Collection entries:
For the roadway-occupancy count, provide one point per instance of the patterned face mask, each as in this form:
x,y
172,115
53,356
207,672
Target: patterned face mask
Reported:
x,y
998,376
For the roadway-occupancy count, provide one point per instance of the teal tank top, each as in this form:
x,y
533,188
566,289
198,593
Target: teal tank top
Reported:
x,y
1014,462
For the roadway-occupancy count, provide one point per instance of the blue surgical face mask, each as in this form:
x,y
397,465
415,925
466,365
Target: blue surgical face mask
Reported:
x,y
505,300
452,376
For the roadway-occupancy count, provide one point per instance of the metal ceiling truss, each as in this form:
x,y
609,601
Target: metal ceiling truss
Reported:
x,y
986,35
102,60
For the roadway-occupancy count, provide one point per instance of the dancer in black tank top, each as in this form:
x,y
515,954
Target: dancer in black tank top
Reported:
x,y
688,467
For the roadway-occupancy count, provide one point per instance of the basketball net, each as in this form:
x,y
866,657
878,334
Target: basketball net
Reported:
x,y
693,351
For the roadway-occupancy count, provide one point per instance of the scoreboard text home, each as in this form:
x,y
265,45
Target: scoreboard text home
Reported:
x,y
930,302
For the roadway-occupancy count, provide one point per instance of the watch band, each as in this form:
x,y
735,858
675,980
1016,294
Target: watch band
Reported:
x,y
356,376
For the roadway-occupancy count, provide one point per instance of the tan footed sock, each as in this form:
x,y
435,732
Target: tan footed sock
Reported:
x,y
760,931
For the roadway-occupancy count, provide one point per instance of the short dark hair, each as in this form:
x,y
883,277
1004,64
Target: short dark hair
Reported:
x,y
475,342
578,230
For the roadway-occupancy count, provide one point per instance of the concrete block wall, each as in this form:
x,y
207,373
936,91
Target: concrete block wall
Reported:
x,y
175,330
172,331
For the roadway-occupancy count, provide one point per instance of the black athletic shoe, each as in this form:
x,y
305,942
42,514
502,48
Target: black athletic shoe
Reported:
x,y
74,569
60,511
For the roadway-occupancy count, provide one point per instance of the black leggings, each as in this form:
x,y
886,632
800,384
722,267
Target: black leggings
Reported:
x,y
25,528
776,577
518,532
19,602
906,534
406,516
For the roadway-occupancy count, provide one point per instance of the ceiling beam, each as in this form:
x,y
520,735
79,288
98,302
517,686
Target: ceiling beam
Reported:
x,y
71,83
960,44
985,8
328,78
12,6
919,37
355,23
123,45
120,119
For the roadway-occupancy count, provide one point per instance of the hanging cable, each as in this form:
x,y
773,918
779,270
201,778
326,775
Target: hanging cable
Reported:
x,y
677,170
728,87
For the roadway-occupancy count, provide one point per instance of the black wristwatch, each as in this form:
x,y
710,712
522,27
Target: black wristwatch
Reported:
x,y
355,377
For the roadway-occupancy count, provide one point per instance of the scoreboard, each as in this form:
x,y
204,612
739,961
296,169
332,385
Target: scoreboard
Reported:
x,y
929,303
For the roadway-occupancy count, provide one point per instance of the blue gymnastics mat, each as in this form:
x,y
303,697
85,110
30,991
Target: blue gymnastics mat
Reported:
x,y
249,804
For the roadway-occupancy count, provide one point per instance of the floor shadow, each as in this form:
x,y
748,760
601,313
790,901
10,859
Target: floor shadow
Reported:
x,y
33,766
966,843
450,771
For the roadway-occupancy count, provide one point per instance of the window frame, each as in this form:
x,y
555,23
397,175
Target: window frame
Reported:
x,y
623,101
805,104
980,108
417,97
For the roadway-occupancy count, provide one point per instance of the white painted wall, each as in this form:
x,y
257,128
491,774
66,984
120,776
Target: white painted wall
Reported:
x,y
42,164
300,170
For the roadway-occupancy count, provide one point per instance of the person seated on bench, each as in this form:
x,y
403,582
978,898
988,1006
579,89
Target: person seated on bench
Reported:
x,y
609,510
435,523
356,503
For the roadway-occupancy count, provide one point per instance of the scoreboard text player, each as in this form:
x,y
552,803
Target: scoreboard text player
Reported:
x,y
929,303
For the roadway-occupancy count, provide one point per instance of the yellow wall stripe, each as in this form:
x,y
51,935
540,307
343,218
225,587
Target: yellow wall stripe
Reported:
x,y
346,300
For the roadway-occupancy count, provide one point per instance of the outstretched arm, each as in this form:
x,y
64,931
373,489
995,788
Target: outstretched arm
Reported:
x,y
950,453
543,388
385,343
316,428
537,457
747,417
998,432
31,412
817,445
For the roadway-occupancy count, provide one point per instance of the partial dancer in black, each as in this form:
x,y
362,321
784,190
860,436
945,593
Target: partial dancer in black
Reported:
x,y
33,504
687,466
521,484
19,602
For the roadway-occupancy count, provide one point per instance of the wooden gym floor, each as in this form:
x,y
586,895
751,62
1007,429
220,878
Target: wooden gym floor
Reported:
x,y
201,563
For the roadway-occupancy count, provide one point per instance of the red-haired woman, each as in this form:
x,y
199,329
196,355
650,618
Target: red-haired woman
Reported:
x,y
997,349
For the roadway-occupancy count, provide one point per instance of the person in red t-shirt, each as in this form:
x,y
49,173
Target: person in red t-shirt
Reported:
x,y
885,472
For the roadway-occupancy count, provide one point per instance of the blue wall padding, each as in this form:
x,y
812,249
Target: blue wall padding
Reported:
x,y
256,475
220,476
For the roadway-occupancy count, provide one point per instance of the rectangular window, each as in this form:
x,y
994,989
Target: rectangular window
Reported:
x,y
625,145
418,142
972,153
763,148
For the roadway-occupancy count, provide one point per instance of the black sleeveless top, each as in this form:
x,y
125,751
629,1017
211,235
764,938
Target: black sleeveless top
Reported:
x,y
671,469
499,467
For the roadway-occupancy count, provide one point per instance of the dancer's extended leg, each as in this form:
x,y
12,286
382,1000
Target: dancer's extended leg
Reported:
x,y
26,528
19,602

◆ What is expected ◆
For each record above, give it again without a single change.

◆ Problem solution ◆
For the roadway-occupancy count, provide one point per instance of the patterned face mask, each as in this form:
x,y
172,115
53,356
207,672
Target: patterned face mask
Reported:
x,y
998,376
For the roadway-occupancy count, provide one point per instance of the teal tank top, each as in this form:
x,y
533,188
566,289
198,593
Target: teal tank top
Reported:
x,y
1014,462
For the roadway-occupancy count, provide one point per instance of the blue surgical face mask, each as in this form:
x,y
397,465
415,925
466,365
Target: blue surgical face mask
Reported:
x,y
505,300
452,376
For the roadway-occupancy count, provide one point per instance of the metal ceiling truss, each as in this form:
x,y
609,601
Target: metal ceiling truss
Reported:
x,y
986,35
102,60
For the roadway-occupancy count, provide one point per instance of the dancer in black tank top, each as in this form:
x,y
515,954
Target: dancer in black tank top
Reported:
x,y
688,467
For the roadway-occupancy count, provide one point per instance of the basketball net, each as in this form:
x,y
866,657
878,334
Target: basketball net
Reported:
x,y
693,351
For the roadway-occupancy count, provide one point per instance of the scoreboard text home, each as in this form:
x,y
265,45
Target: scoreboard text home
Reported:
x,y
930,302
For the roadway-occupancy count, provide one point per instance of the watch band, each as in this form:
x,y
735,858
675,980
1016,294
Target: watch band
Reported:
x,y
356,376
For the roadway-occupancy count, provide one point per instance of the tan footed sock, each as in this form:
x,y
435,732
Target: tan footed sock
Reported:
x,y
760,931
For the roadway-occupancy count, provide one point per instance of the short dark hair, each as in this form:
x,y
883,277
1004,64
Target: short dark hair
Reported:
x,y
475,342
578,230
For the roadway-occupancy count, provide one point per instance of the concrete block wall, each as in this form:
x,y
207,373
936,91
Target: concrete block wall
Reported:
x,y
175,330
172,331
For the roadway-occupancy count, provide one point per instance of the black athletic shoe, each as in this form:
x,y
305,942
42,514
502,48
Target: black athletic shoe
Reported:
x,y
74,569
60,511
For the roadway-occupancy count, provide one point per instance of the black leggings, each as in this form:
x,y
886,632
800,384
722,267
Target: black leggings
Reported:
x,y
25,528
776,577
518,532
19,602
906,534
406,516
For the roadway-occupancy count, provide one point per instance of the ceiling beam, each as in this form:
x,y
520,735
79,288
98,302
517,686
Target: ceiling beam
Reported:
x,y
71,83
960,44
985,8
328,78
12,6
919,37
355,23
123,45
120,119
For the roadway-occupancy count, provide one point per instance of the hanging cable, each as in this form:
x,y
773,918
779,270
201,778
326,775
Target: hanging cable
Reported:
x,y
677,170
728,87
For the roadway-occupancy count, provide one point per instance of the black wristwatch, each as in this form:
x,y
710,712
522,27
Target: black wristwatch
Reported:
x,y
355,377
For the roadway-occupancy count, provide one point per instance of the scoreboard, each as in this form:
x,y
204,612
739,961
296,169
332,385
Target: scoreboard
Reported:
x,y
929,303
For the roadway-occupancy count, provide one point per instance of the blue gymnastics mat, each as in this form:
x,y
303,697
85,110
30,991
Target: blue gymnastics mat
Reported:
x,y
249,804
For the roadway-occupancy count, provide one point per instance of the floor shadow, each as in this form:
x,y
748,760
601,313
790,901
10,859
Target: floor shadow
Reported:
x,y
33,766
966,843
450,771
For the roadway-occupancy count, provide one point per instance of the window frame, each as in this form:
x,y
555,23
397,175
Target: window frame
Reported:
x,y
623,101
805,104
980,108
417,97
For the roadway-occupancy count, provide one point per instance of the white painted wall, each as in this form:
x,y
257,128
491,774
66,984
120,776
Target: white painted wall
Reported:
x,y
42,164
300,170
For the roadway-occupancy count, provide one point per instance of the person seated on bench, each as in this form:
x,y
403,582
978,898
988,1006
579,89
Target: person seated on bench
Reported:
x,y
609,510
435,523
356,503
For the roadway-occupancy count, provide one point per instance of the scoreboard text player, each as in this form:
x,y
552,803
Target: scoreboard text player
Reported:
x,y
929,303
For the roadway-occupancy count, provide one point per instance of the yellow wall stripe, each as in this form:
x,y
51,935
540,307
343,218
225,587
Target: yellow wall stripe
Reported:
x,y
346,300
For the roadway-occupancy count, provide one point per instance of the outstretched arm, each as in this form:
x,y
64,931
373,489
995,788
Target: outstretched arm
Reported:
x,y
950,453
543,388
385,343
316,428
537,457
747,417
998,432
31,412
817,445
For the roadway-occupancy count, provide one point per instance of the partial dancer in black, each as in this form:
x,y
362,321
784,190
860,436
945,593
Target: partial dancer in black
Reported:
x,y
33,504
687,466
521,484
19,602
For the roadway-occupancy count, provide one point per instance of the wooden gym floor, each as in this form:
x,y
586,895
751,62
1007,429
220,878
Target: wooden gym floor
Reported:
x,y
201,563
For the roadway-occupancy count, provide one point per instance of the red-haired woman, each as in this form:
x,y
199,329
196,355
650,618
Target: red-haired woman
Reported:
x,y
997,349
For the roadway-occupancy count, provide one point per instance of the person in red t-shirt, each as in this form:
x,y
49,173
Target: person in red t-shirt
Reported:
x,y
885,472
For the roadway-occupancy count, provide one point per instance of the blue wall padding, each as in this form:
x,y
812,249
Target: blue wall padding
Reported:
x,y
256,475
220,476
For the roadway-occupancy count, provide one point per instance of the rectangular window, each as in this form:
x,y
994,989
Target: rectangular window
Reported:
x,y
625,145
418,142
972,153
763,148
For the roadway-occupancy count, provide one point per instance of the black sleeveless top, each as in this form:
x,y
125,751
629,1017
211,235
764,938
Target: black sleeveless top
Reported:
x,y
671,469
499,467
For the roadway-occupancy count, provide one point per instance of the dancer's extended leg, each as in this form:
x,y
12,286
382,1000
Target: dancer's extended leg
Reported:
x,y
26,528
19,602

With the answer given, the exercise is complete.